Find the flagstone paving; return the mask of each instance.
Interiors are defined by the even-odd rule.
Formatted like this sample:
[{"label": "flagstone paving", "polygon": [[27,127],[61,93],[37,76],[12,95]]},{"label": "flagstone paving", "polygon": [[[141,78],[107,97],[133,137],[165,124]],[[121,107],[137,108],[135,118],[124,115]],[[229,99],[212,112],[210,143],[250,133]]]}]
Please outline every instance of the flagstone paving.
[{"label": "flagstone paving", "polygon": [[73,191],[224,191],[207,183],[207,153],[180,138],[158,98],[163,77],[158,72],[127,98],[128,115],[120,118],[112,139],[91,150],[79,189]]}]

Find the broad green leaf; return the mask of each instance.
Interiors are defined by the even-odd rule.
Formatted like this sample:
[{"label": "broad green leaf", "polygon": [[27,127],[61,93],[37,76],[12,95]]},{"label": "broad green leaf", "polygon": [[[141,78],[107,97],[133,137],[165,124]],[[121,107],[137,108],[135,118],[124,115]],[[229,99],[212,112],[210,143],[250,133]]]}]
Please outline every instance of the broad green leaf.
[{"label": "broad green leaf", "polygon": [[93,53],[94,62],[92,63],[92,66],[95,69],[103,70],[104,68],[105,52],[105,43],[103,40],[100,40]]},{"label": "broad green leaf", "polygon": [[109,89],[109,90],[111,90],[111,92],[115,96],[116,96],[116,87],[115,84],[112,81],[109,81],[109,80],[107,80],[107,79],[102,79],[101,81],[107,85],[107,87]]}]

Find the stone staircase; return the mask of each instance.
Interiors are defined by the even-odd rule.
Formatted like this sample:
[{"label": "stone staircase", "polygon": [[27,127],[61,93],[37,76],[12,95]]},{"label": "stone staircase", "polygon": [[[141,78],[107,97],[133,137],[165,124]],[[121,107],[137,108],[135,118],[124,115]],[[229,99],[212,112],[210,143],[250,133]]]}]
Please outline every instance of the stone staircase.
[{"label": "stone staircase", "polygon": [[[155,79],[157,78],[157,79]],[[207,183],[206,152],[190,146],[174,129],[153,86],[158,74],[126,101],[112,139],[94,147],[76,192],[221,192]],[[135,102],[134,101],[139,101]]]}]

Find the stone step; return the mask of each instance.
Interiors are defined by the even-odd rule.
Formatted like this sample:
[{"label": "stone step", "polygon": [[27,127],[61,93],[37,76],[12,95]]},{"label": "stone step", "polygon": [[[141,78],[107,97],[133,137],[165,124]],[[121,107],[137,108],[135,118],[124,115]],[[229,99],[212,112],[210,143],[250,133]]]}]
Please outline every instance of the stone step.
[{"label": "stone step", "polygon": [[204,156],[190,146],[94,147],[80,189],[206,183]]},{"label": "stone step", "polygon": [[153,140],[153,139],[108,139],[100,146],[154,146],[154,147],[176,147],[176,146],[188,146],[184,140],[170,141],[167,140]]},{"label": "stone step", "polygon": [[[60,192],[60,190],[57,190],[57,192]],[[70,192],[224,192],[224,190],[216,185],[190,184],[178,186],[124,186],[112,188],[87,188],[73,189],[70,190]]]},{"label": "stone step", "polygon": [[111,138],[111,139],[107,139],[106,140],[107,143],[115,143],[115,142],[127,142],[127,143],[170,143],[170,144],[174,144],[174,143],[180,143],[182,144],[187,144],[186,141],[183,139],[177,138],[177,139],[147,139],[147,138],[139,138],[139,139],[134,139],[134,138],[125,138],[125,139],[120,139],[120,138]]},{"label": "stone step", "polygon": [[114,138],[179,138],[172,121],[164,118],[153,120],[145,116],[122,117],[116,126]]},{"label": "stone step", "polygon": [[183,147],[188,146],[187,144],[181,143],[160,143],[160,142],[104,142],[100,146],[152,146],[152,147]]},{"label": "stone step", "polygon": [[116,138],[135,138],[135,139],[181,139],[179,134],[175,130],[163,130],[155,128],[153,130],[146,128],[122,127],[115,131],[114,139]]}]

Directions: Recast every line of the data above as a Markdown table with two columns, Row and Line. Number the rows in order and omit blank lines.

Complete output:
| Row | Line |
|---|---|
| 1 | Find the flagstone paving; return the mask of each instance. |
| 2 | Interiors are defined by the even-odd rule. |
| 3 | Formatted like this sample: |
| 4 | [{"label": "flagstone paving", "polygon": [[27,127],[61,93],[37,76],[12,95]]},{"label": "flagstone paving", "polygon": [[[141,78],[107,97],[133,137],[165,124]],[[121,107],[137,108],[135,118],[124,115]],[[229,99],[212,112],[210,143],[250,133]]]}] |
| 5 | Please outline every instance of the flagstone paving. |
| 6 | [{"label": "flagstone paving", "polygon": [[73,191],[224,191],[207,183],[207,153],[180,138],[158,98],[163,77],[158,72],[127,98],[128,115],[120,118],[112,139],[91,150],[79,189]]}] |
| 7 | Find the broad green leaf; return the mask of each instance. |
| 8 | Interiors are defined by the even-odd rule. |
| 9 | Formatted like this sample: |
| 10 | [{"label": "broad green leaf", "polygon": [[27,127],[61,93],[37,76],[12,95]]},{"label": "broad green leaf", "polygon": [[[141,78],[107,97],[133,137],[165,124]],[[121,107],[137,108],[135,118],[124,115]],[[229,99],[212,112],[210,143],[250,133]]]}] |
| 11 | Please outline every instance of the broad green leaf. |
| 12 | [{"label": "broad green leaf", "polygon": [[93,53],[94,62],[92,63],[92,66],[95,69],[103,70],[104,68],[105,52],[105,43],[103,40],[100,40]]},{"label": "broad green leaf", "polygon": [[109,89],[109,90],[111,90],[111,92],[115,96],[116,96],[116,87],[115,84],[112,81],[109,81],[109,80],[107,80],[107,79],[102,79],[101,81],[107,85],[107,87]]}] |
| 13 | Find the stone staircase; return the mask of each instance. |
| 14 | Interiors are defined by the even-odd rule. |
| 15 | Formatted like this sample: |
| 16 | [{"label": "stone staircase", "polygon": [[27,127],[61,93],[37,76],[12,95]]},{"label": "stone staircase", "polygon": [[[141,78],[107,97],[133,137],[165,124]],[[121,107],[137,108],[135,118],[124,115]],[[229,99],[212,112],[210,143],[250,133]]]}] |
| 17 | Please outline every instance of the stone staircase. |
| 18 | [{"label": "stone staircase", "polygon": [[[155,79],[157,78],[157,79]],[[207,183],[206,152],[190,146],[174,129],[153,86],[158,74],[126,101],[112,139],[94,147],[76,192],[221,192]],[[135,102],[134,101],[139,101]]]}] |
| 19 | Find the stone step; return the mask of each instance. |
| 20 | Interiors are defined by the even-odd rule. |
| 21 | Formatted like this sample: |
| 22 | [{"label": "stone step", "polygon": [[27,127],[61,93],[37,76],[12,95]]},{"label": "stone step", "polygon": [[[141,78],[107,97],[133,137],[165,124]],[[121,107],[137,108],[135,118],[124,115]],[[229,99],[212,112],[210,143],[250,133]]]}] |
| 23 | Please outline every instance of the stone step. |
| 24 | [{"label": "stone step", "polygon": [[204,156],[190,146],[94,147],[80,189],[206,183]]},{"label": "stone step", "polygon": [[153,140],[153,139],[108,139],[100,146],[154,146],[154,147],[176,147],[176,146],[188,146],[184,140],[170,141],[167,140]]},{"label": "stone step", "polygon": [[[60,192],[60,190],[57,190],[57,192]],[[70,192],[224,192],[224,190],[216,185],[190,184],[178,186],[124,186],[112,188],[87,188],[73,189],[70,190]]]},{"label": "stone step", "polygon": [[111,138],[111,139],[107,139],[106,140],[107,143],[115,143],[115,142],[127,142],[127,143],[170,143],[170,144],[174,144],[174,143],[180,143],[182,144],[187,144],[186,141],[183,139],[177,138],[177,139],[147,139],[147,138],[139,138],[139,139],[134,139],[134,138],[125,138],[125,139],[120,139],[120,138]]},{"label": "stone step", "polygon": [[114,138],[179,138],[172,121],[164,118],[153,120],[145,116],[122,117],[116,126]]},{"label": "stone step", "polygon": [[183,147],[188,146],[187,144],[181,143],[160,143],[160,142],[104,142],[100,146],[152,146],[152,147]]},{"label": "stone step", "polygon": [[116,138],[135,138],[135,139],[181,139],[179,134],[175,130],[163,130],[155,128],[153,130],[146,128],[122,127],[115,131],[114,139]]}] |